++++ Excerpted records ++++
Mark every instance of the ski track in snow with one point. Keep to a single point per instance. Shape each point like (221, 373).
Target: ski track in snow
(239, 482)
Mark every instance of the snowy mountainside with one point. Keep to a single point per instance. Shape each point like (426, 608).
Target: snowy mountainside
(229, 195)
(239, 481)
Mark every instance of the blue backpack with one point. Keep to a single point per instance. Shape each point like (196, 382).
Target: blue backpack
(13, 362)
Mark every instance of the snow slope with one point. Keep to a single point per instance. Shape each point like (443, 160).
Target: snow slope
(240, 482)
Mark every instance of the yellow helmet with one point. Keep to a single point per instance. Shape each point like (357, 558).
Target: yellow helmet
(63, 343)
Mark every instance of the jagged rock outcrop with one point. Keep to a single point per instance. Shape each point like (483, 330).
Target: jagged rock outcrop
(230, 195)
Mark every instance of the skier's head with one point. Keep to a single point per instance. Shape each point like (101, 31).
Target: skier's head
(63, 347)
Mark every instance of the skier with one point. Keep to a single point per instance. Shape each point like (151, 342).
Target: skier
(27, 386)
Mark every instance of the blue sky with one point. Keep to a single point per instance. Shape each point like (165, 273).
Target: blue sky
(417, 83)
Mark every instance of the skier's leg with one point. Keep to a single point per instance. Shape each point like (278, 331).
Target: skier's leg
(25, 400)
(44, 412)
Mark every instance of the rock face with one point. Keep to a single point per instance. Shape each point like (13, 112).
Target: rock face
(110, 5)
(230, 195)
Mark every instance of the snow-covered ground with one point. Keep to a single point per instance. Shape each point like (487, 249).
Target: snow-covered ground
++++
Search the records for the word "covered" and copy out every line that holds it.

Mark every instance of the snow-covered ground with one point. Keep to a single point per instance. Shape each point like (487, 249).
Target: snow-covered ground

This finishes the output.